Data section
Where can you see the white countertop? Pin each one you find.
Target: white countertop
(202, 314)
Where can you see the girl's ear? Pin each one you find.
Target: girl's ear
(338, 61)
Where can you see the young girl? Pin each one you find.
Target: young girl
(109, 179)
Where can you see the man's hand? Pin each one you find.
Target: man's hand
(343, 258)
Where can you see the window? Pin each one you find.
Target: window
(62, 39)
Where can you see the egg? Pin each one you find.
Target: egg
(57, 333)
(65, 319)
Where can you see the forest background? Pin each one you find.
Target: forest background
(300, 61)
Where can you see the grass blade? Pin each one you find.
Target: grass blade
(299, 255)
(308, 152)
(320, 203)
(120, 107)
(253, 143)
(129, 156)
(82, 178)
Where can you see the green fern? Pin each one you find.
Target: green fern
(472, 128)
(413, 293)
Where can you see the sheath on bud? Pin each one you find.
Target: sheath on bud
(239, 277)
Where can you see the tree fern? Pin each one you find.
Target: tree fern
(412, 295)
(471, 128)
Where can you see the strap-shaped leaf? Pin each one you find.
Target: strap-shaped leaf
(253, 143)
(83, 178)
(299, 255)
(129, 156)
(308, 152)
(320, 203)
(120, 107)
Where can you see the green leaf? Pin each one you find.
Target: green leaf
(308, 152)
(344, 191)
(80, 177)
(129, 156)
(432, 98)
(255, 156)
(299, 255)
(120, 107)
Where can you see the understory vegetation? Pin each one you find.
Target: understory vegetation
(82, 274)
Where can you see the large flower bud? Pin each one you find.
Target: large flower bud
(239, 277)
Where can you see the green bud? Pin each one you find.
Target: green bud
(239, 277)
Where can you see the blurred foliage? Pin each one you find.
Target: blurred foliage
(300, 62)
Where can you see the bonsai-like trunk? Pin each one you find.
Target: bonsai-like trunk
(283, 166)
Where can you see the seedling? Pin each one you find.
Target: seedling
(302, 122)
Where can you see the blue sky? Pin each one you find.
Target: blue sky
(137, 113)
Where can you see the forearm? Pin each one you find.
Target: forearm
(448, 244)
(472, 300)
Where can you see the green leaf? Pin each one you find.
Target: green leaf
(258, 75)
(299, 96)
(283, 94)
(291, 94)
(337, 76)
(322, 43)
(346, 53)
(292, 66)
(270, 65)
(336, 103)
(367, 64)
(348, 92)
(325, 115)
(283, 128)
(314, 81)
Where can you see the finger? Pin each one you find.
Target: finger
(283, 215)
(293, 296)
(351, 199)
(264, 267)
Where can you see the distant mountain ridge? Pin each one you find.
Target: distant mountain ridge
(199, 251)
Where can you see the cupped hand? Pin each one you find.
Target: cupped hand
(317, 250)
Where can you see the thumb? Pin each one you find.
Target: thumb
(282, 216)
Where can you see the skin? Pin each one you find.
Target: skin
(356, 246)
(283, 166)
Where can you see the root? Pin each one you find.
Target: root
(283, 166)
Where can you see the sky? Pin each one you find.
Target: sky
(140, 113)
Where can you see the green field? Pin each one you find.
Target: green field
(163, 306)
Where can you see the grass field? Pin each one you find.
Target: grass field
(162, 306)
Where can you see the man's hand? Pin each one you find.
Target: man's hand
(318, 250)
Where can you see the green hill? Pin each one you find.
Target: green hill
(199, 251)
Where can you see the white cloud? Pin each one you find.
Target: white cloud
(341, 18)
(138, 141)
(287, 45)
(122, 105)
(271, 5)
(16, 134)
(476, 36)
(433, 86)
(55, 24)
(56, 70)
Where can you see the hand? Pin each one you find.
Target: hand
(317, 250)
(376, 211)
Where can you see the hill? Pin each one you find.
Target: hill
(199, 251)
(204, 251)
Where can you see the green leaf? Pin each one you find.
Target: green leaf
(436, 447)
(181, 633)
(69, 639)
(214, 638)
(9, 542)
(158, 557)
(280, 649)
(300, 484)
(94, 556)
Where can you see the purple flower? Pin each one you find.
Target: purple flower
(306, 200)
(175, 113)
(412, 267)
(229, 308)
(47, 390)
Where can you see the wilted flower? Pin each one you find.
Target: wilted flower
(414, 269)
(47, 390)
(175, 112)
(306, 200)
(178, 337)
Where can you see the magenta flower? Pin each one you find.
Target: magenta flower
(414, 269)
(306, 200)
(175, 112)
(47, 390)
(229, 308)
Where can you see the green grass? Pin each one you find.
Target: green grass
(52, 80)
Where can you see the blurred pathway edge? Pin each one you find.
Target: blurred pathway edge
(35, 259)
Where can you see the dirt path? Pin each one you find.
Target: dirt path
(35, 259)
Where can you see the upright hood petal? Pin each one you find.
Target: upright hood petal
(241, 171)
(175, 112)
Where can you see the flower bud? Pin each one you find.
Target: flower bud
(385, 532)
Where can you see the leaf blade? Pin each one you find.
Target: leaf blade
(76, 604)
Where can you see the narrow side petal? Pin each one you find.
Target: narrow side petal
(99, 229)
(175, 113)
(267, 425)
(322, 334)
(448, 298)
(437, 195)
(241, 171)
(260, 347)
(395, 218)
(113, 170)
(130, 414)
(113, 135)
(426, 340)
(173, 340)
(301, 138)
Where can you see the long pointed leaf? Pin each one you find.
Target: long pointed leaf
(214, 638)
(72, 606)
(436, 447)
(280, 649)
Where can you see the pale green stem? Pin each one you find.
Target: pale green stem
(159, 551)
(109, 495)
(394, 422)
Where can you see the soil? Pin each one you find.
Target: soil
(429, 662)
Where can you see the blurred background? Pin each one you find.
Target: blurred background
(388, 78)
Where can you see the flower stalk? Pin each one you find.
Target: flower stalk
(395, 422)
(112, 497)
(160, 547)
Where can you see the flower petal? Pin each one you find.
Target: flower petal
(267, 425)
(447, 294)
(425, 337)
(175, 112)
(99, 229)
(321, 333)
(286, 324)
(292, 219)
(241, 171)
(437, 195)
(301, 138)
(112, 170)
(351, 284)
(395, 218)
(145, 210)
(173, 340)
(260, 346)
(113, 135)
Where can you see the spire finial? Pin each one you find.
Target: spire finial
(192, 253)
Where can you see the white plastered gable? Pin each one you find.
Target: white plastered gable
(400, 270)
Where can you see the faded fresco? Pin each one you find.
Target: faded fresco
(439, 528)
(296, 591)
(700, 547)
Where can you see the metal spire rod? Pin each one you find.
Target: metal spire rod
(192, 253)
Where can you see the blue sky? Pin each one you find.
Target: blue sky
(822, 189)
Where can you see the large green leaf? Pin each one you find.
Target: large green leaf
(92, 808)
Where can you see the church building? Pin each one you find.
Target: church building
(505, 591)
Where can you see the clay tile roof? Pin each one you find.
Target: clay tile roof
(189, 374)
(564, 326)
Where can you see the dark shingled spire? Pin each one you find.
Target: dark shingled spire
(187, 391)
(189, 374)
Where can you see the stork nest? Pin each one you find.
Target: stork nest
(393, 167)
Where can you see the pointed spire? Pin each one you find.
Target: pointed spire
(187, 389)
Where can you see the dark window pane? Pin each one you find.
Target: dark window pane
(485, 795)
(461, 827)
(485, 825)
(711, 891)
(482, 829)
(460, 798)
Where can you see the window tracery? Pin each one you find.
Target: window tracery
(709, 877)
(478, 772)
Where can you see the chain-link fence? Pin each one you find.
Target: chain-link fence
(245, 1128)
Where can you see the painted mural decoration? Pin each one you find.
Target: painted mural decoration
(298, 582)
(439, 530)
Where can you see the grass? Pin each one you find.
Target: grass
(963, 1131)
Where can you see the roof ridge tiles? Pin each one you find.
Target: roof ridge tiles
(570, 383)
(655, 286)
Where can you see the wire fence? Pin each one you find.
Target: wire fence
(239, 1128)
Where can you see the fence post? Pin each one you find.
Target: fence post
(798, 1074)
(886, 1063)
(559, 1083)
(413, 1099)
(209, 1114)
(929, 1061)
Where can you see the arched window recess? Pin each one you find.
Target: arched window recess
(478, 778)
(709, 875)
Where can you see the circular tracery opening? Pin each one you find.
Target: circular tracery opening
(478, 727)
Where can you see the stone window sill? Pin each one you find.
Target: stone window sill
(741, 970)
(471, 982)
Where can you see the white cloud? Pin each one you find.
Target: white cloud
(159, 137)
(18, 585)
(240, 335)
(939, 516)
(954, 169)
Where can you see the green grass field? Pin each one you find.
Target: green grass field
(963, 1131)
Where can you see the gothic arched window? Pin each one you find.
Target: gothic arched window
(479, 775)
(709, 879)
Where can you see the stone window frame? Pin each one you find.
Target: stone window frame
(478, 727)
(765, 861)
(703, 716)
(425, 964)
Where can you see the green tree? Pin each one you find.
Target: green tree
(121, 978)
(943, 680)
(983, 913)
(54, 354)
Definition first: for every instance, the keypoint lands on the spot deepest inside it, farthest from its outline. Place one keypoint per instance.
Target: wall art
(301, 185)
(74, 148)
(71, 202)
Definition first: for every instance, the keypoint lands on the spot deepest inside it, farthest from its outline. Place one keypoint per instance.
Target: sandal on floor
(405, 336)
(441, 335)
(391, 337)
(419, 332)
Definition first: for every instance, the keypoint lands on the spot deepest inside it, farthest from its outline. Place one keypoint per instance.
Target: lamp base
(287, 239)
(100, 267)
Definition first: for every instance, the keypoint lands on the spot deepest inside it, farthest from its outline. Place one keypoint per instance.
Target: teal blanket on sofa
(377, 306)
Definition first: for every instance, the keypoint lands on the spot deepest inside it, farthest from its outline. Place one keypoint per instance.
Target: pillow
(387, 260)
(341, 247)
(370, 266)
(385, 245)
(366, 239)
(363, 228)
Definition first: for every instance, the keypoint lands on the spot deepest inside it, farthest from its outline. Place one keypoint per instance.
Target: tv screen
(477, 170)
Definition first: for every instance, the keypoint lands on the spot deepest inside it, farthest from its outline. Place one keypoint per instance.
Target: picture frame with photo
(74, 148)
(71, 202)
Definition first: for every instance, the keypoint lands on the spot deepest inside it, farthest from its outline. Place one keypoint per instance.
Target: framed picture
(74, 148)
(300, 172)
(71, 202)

What to produce
Restate verbatim all lines from the start of the data through the line containing "Where can you see the grass blade?", with both ends kept.

Task response
Where can you see the white countertop? Pin each one you find.
Target: white countertop
(202, 314)
Where can you see the girl's ear? Pin each one you find.
Target: girl's ear
(338, 61)
Where can you see the young girl? Pin each one you find.
Target: young girl
(109, 179)
Where can you see the man's hand? Pin each one you find.
Target: man's hand
(343, 258)
Where can you see the window? Pin each one you find.
Target: window
(62, 39)
Where can you see the egg? Pin each one you find.
Target: egg
(57, 333)
(65, 319)
Where can you see the forest background? Pin each one you find.
Target: forest background
(300, 61)
Where can you see the grass blade? Pin each one you find.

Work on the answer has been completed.